# Task to complete
Count the lines in the two blocks of rows below that contain the word "instance", and reply with only that number.

# Task inputs
-------
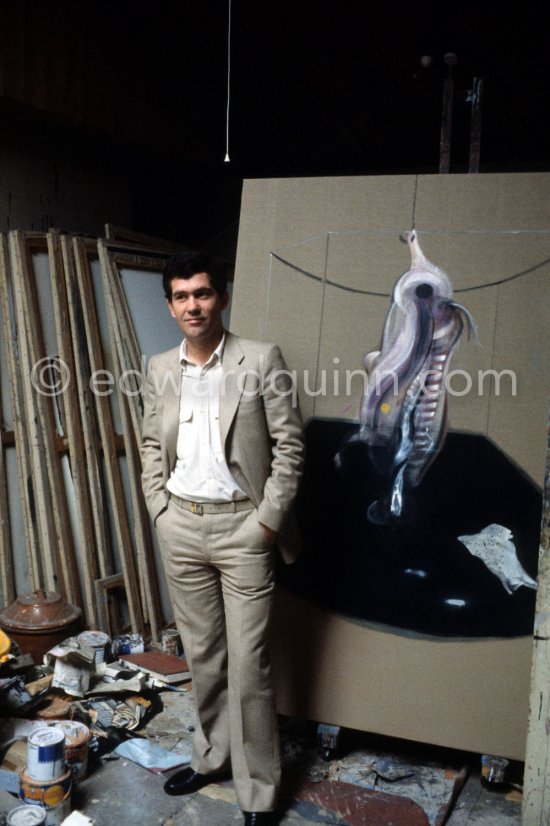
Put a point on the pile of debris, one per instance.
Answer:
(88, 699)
-------
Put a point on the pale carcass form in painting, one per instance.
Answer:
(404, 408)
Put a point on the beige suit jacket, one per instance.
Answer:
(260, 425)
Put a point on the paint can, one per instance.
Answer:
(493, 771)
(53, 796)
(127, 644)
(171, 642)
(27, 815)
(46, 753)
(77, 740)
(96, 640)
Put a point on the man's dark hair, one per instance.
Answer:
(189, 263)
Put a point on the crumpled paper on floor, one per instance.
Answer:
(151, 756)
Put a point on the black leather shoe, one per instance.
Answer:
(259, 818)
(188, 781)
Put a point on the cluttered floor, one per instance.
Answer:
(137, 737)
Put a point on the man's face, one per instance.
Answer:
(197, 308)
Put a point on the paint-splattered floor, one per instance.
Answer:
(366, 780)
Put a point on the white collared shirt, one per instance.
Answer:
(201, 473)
-------
# Solution to the problem
11